#### Given passage ####

This final detail Ovid was to use again in the story of Atalanta (Bk.
10). The comparison of Apollo to a pursuing hound, he adapted from
Vergil's account of Aeneas following Turnus: To Ovid's contempo-
raries all these details were familiar. But never had they been so
happily adapted, so effectively massed, and so brilliantly phrased.
The courtship was eloquent; the pursuit was thrilling.
When Ovid arrived at Daphne's appeal for deliverance, he said,
like Nicander, that she called for aid from her mother. But later it
occurred to him that she might appeal more naturally to her father.

####

[Written task a]:
According to the passage on Ovid, whose account did Ovid adapt when he compared Apollo to a pursuing hound?

#### Given data ####

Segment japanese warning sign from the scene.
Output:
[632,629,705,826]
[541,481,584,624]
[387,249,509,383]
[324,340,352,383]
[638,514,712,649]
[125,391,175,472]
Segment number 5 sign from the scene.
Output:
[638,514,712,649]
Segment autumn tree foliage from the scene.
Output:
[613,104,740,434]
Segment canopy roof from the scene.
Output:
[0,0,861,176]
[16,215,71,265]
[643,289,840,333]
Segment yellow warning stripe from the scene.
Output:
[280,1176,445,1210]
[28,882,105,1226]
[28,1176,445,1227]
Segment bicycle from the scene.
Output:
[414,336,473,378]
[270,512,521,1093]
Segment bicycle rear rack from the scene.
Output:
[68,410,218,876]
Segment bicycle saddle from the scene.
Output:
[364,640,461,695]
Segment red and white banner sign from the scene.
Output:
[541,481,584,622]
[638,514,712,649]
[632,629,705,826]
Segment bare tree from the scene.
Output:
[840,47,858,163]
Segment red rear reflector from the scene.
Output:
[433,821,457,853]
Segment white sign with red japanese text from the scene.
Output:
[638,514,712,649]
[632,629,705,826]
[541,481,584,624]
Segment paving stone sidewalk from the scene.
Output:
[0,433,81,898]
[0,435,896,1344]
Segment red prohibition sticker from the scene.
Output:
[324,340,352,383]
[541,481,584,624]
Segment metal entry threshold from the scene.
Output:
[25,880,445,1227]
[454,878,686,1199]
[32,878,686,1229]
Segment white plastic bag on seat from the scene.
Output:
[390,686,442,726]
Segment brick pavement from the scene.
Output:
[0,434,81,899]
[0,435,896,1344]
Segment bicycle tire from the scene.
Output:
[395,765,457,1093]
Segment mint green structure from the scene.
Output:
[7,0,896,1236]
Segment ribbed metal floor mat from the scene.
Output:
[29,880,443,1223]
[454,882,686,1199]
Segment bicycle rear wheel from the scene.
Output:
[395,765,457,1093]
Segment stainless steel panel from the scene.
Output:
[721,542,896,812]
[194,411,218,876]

####

[Written task b]:
Rewrite every line of the listing, including the lines that ask for a segment. Multiply each bounding-box coordinate by 2.1 and round it to a whole number, with halves rounded up.

[Correct result a]:
Vergil's account of Aeneas following Turnus.

[Correct result b]:
Segment japanese warning sign from the scene.
Output:
[1327,1321,1481,1735]
[1136,1010,1226,1310]
[813,523,1069,804]
[680,714,739,804]
[1340,1079,1495,1363]
[263,821,368,991]
Segment number 5 sign from the scene.
Output:
[1340,1079,1495,1363]
Segment autumn tree foliage from the scene.
Output:
[1287,218,1554,911]
Segment canopy roof from the scene.
Output:
[0,0,1808,370]
[34,452,149,557]
[1350,607,1764,699]
Segment yellow warning stripe from the scene.
Output:
[588,2470,935,2541]
[59,1852,221,2575]
[59,2470,935,2577]
Segment bicycle from the scene.
Output:
[869,706,993,794]
[567,1075,1094,2295]
Segment bicycle rear rack from the scene.
Output:
[143,861,458,1840]
Segment bicycle saddle from the scene.
Output:
[764,1344,968,1460]
Segment red and white banner sign from the scene.
Output:
[1136,1010,1226,1306]
[1340,1079,1495,1363]
[1327,1321,1481,1735]
Segment bare tree from the scene.
Output:
[1764,99,1802,342]
Segment red rear reflector from the scene.
Output:
[909,1724,960,1791]
Segment white sign with red japanese text from the scene.
Output:
[1340,1079,1495,1363]
[1327,1321,1481,1735]
[1136,1010,1226,1310]
Segment paving stone sidewalk from the scene.
Output:
[0,909,170,1886]
[0,914,1882,2822]
Segment red prohibition sticker from the scene.
Output:
[680,714,739,804]
[1136,1010,1226,1310]
Segment metal entry threshold from the scene.
Output:
[53,1848,935,2577]
[953,1844,1441,2518]
[67,1844,1441,2581]
Segment white plastic bag on seat from the scene.
Output:
[819,1441,928,1525]
Segment brick pavement from the scene.
Output:
[0,911,170,1888]
[0,914,1882,2822]
Segment bicycle tire from the scene.
Output:
[830,1607,960,2295]
Segment mint green structure from the scene.
Output:
[15,0,1882,2596]
Segment ribbed metal floor mat from the scene.
Output:
[61,1848,930,2568]
[953,1852,1441,2518]
Segment bicycle rear wheel from the scene.
Output:
[830,1607,960,2295]
Segment stainless steel panel from the scene.
Output:
[1514,1138,1882,1705]
[407,863,458,1840]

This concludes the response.